(Photo-based referring expression data)

──────────────────────────────

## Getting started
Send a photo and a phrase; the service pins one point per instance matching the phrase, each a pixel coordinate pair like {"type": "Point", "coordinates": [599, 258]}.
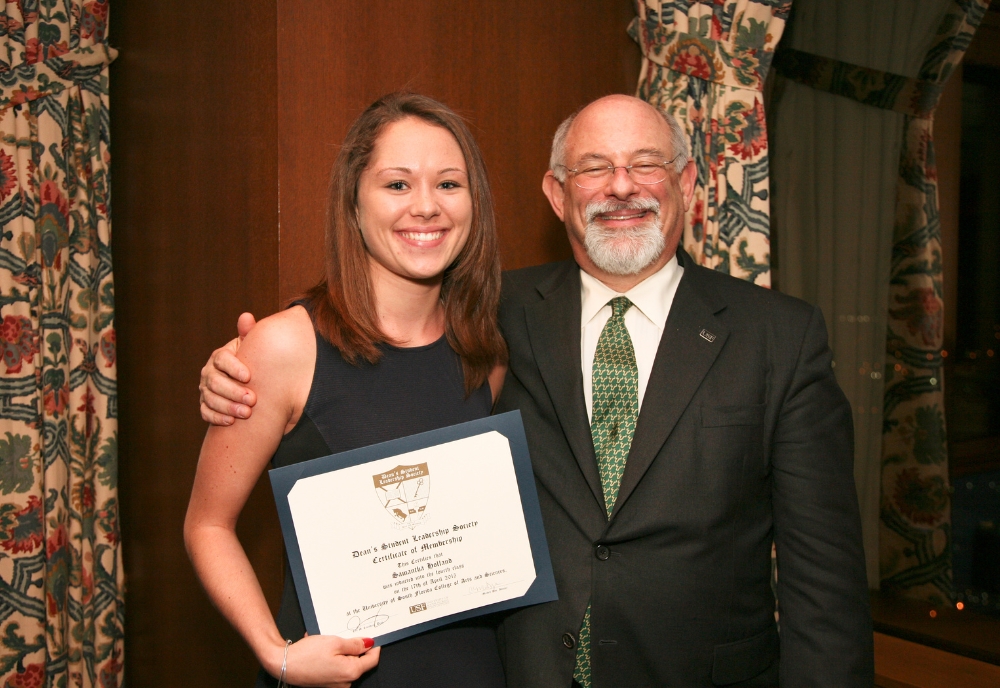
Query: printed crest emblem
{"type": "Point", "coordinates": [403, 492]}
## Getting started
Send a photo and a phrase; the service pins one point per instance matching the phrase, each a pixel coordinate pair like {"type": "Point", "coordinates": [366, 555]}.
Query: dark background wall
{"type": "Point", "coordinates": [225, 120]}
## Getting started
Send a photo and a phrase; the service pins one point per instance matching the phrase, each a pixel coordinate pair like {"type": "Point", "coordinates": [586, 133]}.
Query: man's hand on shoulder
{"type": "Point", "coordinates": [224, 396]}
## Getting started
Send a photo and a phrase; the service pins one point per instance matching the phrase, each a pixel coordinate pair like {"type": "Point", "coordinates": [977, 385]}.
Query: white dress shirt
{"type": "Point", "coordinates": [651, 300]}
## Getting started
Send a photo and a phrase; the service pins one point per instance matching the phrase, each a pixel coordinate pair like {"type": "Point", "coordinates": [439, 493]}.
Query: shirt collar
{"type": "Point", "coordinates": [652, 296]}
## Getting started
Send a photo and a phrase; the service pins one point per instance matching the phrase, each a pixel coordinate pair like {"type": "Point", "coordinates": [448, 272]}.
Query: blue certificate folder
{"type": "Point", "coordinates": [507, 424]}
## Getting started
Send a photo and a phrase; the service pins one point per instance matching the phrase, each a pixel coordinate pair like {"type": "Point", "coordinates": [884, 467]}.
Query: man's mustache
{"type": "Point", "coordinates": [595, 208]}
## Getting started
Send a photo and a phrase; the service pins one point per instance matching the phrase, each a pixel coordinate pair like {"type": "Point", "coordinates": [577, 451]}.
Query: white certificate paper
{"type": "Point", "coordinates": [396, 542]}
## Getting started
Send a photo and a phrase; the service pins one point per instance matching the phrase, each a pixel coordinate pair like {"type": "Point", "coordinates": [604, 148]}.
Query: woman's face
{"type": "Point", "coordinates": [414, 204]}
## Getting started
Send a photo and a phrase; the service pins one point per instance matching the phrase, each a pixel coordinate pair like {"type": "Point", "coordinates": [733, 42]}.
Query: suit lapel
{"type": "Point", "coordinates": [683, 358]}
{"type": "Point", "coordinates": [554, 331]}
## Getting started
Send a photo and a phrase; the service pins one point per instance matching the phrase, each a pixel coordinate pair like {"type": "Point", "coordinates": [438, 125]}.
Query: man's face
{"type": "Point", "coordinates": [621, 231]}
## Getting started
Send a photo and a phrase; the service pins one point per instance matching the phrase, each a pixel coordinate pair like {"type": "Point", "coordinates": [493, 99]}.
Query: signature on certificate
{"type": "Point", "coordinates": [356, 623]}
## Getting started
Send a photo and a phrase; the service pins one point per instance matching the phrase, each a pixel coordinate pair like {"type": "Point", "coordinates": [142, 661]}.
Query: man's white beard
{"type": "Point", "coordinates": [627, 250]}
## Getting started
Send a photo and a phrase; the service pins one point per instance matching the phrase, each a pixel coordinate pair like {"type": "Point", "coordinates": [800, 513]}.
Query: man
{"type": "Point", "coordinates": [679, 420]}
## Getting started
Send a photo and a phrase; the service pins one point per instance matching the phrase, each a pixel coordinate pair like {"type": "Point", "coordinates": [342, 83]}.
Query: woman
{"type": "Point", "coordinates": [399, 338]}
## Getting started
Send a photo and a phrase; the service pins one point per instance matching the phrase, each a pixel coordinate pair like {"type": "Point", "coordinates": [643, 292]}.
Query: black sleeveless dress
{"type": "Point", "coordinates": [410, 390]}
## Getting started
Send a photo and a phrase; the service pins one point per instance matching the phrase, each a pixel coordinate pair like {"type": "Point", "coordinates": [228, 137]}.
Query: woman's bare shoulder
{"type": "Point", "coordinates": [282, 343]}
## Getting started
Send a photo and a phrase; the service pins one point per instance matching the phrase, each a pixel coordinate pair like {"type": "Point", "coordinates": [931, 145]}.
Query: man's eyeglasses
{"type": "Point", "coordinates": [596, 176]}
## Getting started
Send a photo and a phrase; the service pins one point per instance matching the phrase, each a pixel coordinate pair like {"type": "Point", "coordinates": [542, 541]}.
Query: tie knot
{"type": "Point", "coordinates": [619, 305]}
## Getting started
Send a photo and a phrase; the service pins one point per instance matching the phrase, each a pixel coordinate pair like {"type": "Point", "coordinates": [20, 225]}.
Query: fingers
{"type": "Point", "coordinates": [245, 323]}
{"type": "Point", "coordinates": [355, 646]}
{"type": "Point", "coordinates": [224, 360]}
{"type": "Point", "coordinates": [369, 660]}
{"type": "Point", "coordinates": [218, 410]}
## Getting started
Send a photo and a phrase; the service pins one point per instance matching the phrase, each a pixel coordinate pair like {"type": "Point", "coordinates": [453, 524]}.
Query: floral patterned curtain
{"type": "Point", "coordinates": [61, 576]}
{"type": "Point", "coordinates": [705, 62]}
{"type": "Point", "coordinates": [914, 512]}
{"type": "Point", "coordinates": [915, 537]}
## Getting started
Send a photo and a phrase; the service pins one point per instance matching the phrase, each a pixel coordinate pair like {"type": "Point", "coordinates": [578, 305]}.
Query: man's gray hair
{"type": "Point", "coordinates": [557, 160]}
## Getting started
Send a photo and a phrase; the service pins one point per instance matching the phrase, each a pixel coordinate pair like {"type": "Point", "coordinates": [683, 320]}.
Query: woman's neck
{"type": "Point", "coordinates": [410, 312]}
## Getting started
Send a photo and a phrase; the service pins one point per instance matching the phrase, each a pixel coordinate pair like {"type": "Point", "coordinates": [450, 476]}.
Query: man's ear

──────────────────────────────

> Exercise directions:
Output all the records, word for word, with no pictures in the copy.

> Answer space:
## Getting started
Send a photo and a phrase; the service pins one point per instance matching the phrase, each a pixel coordinate pair like {"type": "Point", "coordinates": [599, 258]}.
Query: printed crest emblem
{"type": "Point", "coordinates": [403, 492]}
## Getting started
Send a photo and a phrase; the service pins one point per instance matching the phrase, each a pixel coordinate pair like {"type": "Point", "coordinates": [366, 555]}.
Query: dark background wall
{"type": "Point", "coordinates": [225, 120]}
## Getting started
Send a photo and a phrase; the service pins one point per instance matching the phrase, each a pixel coordinate pair like {"type": "Point", "coordinates": [586, 133]}.
Query: man's hand on shoulder
{"type": "Point", "coordinates": [224, 396]}
## Getting started
Send a photo and a phrase; the service pins one point per instance matching the phrase, each a pixel coordinate pair like {"type": "Point", "coordinates": [977, 385]}.
Query: white dress shirt
{"type": "Point", "coordinates": [651, 300]}
## Getting started
Send a photo and a phrase; the service pins one point per instance matching the phrase, each a pixel coordinate pair like {"type": "Point", "coordinates": [439, 493]}.
Query: shirt collar
{"type": "Point", "coordinates": [652, 296]}
## Getting started
Send a photo and a phrase; the service pins one point per instance matching the phrase, each a pixel coordinate pair like {"type": "Point", "coordinates": [448, 272]}.
Query: blue certificate folder
{"type": "Point", "coordinates": [507, 424]}
## Getting started
Send a photo and a phrase; the service pins one point per instance matching the phrase, each a pixel coordinate pair like {"type": "Point", "coordinates": [884, 467]}.
Query: man's mustache
{"type": "Point", "coordinates": [595, 208]}
## Getting started
Send a photo and a phrase; the service pins one point per instance matching the phrase, each a pixel coordinate pair like {"type": "Point", "coordinates": [577, 451]}.
Query: white certificate paper
{"type": "Point", "coordinates": [396, 542]}
## Getting started
Send a photo and a phrase; the service pins one point per instance matching the phrase, each a pixel coordinate pair like {"type": "Point", "coordinates": [604, 148]}.
Query: woman's face
{"type": "Point", "coordinates": [414, 204]}
## Getting started
Send a photo and a phrase; the service pins one point per instance matching the phrase, each a pixel coordinate pair like {"type": "Point", "coordinates": [733, 42]}.
Query: suit lapel
{"type": "Point", "coordinates": [683, 358]}
{"type": "Point", "coordinates": [554, 331]}
## Getting started
Send a photo and a phrase; the service pins one point per instance matching the phrase, each a pixel coordinate pair like {"type": "Point", "coordinates": [438, 125]}.
Query: man's face
{"type": "Point", "coordinates": [621, 231]}
## Getting started
Send a photo and a phrase; the service pins one point per instance matching the phrase, each a pixel coordinate pair like {"type": "Point", "coordinates": [493, 99]}.
Query: signature on certificate
{"type": "Point", "coordinates": [356, 623]}
## Getting started
Send a photo and a phrase; the service pins one point per instance matching the phrase, each a pixel coordinate pair like {"type": "Point", "coordinates": [142, 661]}.
Query: man's white beard
{"type": "Point", "coordinates": [627, 250]}
## Getting started
Send a photo and a phrase; the service pins one point per instance matching the phrase, each a pixel coordinate pair like {"type": "Point", "coordinates": [800, 513]}.
Query: man
{"type": "Point", "coordinates": [679, 420]}
## Getting started
Send a photo and a phrase; the service pins one point per instance matching the phrase, each a pixel coordinate pair like {"type": "Point", "coordinates": [342, 83]}.
Query: woman
{"type": "Point", "coordinates": [399, 338]}
## Getting started
Send a photo and a phrase; the service pins one point per instance matching the phrase, each a pixel coordinate pair like {"type": "Point", "coordinates": [643, 292]}.
Query: black sleeveless dress
{"type": "Point", "coordinates": [410, 390]}
## Getting started
Send a photo and a phrase; the service pins one point per instance matching the phrase, each a pixel coordinate pair like {"type": "Point", "coordinates": [228, 137]}.
Query: woman's bare shoulder
{"type": "Point", "coordinates": [282, 343]}
## Getting started
Send a photo and a phrase; the service pins one point per instance matching the phrase, each a pixel coordinate pair like {"type": "Point", "coordinates": [931, 145]}.
Query: man's eyeglasses
{"type": "Point", "coordinates": [596, 176]}
## Getting started
Send a photo and a phrase; the service pins one point per instance matching the phrase, each a pixel coordinate pair like {"type": "Point", "coordinates": [542, 541]}.
Query: tie knot
{"type": "Point", "coordinates": [619, 305]}
## Getting started
Send a photo and a phrase; the service pins one point per instance matching the phrase, each a pixel coordinate pair like {"type": "Point", "coordinates": [20, 225]}.
Query: fingers
{"type": "Point", "coordinates": [245, 323]}
{"type": "Point", "coordinates": [355, 646]}
{"type": "Point", "coordinates": [224, 360]}
{"type": "Point", "coordinates": [369, 660]}
{"type": "Point", "coordinates": [218, 410]}
## Getting started
Send a photo and a phrase; the service pins one point per instance matching the phrase, each a pixel coordinate pair like {"type": "Point", "coordinates": [453, 524]}.
Query: floral patterned curtain
{"type": "Point", "coordinates": [61, 576]}
{"type": "Point", "coordinates": [705, 62]}
{"type": "Point", "coordinates": [914, 512]}
{"type": "Point", "coordinates": [915, 537]}
## Getting started
Send a photo and a phrase; the service pins one point per instance matching the phrase, each a pixel coordinate pair like {"type": "Point", "coordinates": [578, 305]}.
Query: man's gray hair
{"type": "Point", "coordinates": [557, 160]}
## Getting started
Send a photo and a phrase; the service pins one point per instance matching the phrase, each a pixel coordinate pair like {"type": "Point", "coordinates": [683, 320]}.
Query: woman's neck
{"type": "Point", "coordinates": [410, 312]}
## Getting started
Send a photo and a phrase; the service pins one point per instance matching the phrase, each a pixel coordinate pair like {"type": "Point", "coordinates": [450, 476]}.
Query: man's ear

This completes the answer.